RECORDS PROVIDED section start
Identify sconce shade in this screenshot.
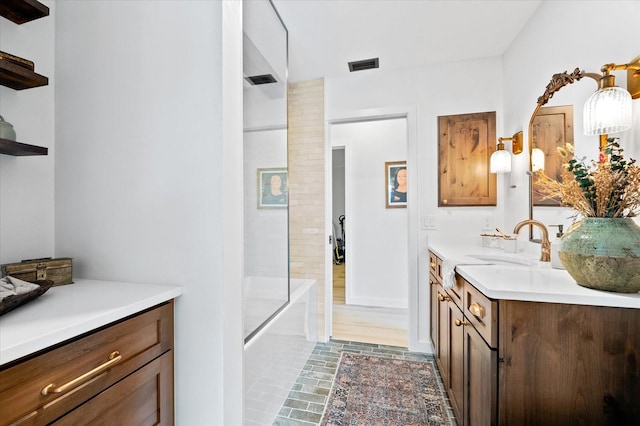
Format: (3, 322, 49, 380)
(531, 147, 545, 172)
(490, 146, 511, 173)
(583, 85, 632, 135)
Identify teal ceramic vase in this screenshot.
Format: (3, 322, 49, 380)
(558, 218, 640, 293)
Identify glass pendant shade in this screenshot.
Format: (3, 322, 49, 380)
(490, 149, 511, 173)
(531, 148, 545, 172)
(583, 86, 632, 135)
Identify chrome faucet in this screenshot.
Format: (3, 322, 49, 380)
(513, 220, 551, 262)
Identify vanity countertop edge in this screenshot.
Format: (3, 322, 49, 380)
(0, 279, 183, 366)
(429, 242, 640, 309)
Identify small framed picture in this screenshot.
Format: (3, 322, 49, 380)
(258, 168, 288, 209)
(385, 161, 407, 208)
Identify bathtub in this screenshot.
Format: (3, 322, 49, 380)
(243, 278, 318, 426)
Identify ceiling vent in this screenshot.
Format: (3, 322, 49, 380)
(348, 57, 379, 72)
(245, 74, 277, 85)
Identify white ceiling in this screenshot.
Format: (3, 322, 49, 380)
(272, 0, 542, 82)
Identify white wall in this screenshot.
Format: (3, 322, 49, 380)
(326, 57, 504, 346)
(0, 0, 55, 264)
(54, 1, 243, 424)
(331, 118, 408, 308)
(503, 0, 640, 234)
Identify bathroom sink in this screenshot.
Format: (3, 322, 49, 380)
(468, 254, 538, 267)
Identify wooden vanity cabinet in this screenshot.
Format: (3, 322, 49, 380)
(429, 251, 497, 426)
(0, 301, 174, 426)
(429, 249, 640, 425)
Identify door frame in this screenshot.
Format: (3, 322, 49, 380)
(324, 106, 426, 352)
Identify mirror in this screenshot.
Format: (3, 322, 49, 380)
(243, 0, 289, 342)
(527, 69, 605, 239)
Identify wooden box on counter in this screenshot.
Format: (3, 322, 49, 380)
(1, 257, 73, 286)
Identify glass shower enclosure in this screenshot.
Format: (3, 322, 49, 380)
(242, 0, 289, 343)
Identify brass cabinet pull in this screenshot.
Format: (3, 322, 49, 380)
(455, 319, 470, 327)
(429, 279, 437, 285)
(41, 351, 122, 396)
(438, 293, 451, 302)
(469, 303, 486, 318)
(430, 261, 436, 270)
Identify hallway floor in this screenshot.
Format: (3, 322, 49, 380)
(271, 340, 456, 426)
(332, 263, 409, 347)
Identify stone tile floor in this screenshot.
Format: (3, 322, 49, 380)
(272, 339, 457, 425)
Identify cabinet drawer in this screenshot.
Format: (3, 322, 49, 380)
RECORDS PROVIDED section end
Restate the data above word for word. Do not include the images.

Identify sconce shade in this screenshot.
Format: (3, 322, 49, 380)
(531, 147, 545, 172)
(490, 146, 511, 173)
(583, 85, 632, 135)
Identify teal ceramic vase in this screenshot.
Format: (3, 322, 49, 380)
(558, 218, 640, 293)
Identify glass pendant shade in this screenshot.
Format: (3, 322, 49, 380)
(490, 149, 511, 173)
(531, 148, 545, 172)
(583, 86, 632, 135)
Identify chrome faucet in this screenshot.
Format: (3, 322, 49, 380)
(513, 220, 551, 262)
Identify vanity countertop edge in this screenshot.
Format: (3, 322, 49, 380)
(0, 279, 183, 366)
(429, 242, 640, 309)
Identify small framed picture in this screenshot.
Format: (3, 322, 49, 380)
(258, 168, 288, 209)
(385, 161, 407, 208)
Identify bathtub in this screenshot.
Format: (3, 322, 49, 380)
(243, 278, 318, 426)
Identify ceiling vent in this screenshot.
Format: (3, 322, 49, 380)
(348, 57, 379, 72)
(245, 74, 277, 85)
Identify white ceiling in this screenshot.
Format: (3, 322, 49, 380)
(272, 0, 542, 82)
Identify white wall in this screenshot.
Format: (3, 322, 49, 380)
(326, 57, 504, 346)
(0, 0, 55, 264)
(54, 1, 243, 424)
(331, 118, 408, 308)
(503, 0, 640, 234)
Identify bathroom sink in this screenshot.
Format: (3, 322, 49, 380)
(468, 254, 538, 267)
Identify wooden vanity cabinet in this screenshot.
Format: (3, 322, 49, 380)
(429, 251, 497, 426)
(0, 301, 174, 426)
(429, 249, 640, 425)
Identify door frame in this screenshot.
Format: (3, 322, 49, 380)
(324, 106, 426, 352)
Identify mirror in this screenshot.
Format: (3, 322, 49, 380)
(243, 0, 289, 342)
(527, 69, 605, 239)
Identify wooden box on counter in this screenshot.
Format: (3, 322, 49, 380)
(1, 257, 73, 286)
Identify glass shower enclosure in this screenshot.
Format: (3, 322, 49, 380)
(242, 0, 289, 343)
Identify brass cabinet pull in this screenshot.
Format: (3, 322, 49, 380)
(455, 319, 470, 327)
(429, 279, 437, 285)
(41, 351, 122, 396)
(438, 293, 451, 302)
(469, 303, 486, 318)
(430, 261, 436, 270)
Identify hallway floor in this screenshot.
Format: (3, 322, 49, 380)
(271, 340, 456, 426)
(332, 263, 409, 347)
Identify stone tile floor in this screenshot.
Format: (3, 322, 49, 380)
(272, 339, 457, 425)
Identify cabinet drawer in this screenshot.
Format: (3, 322, 49, 380)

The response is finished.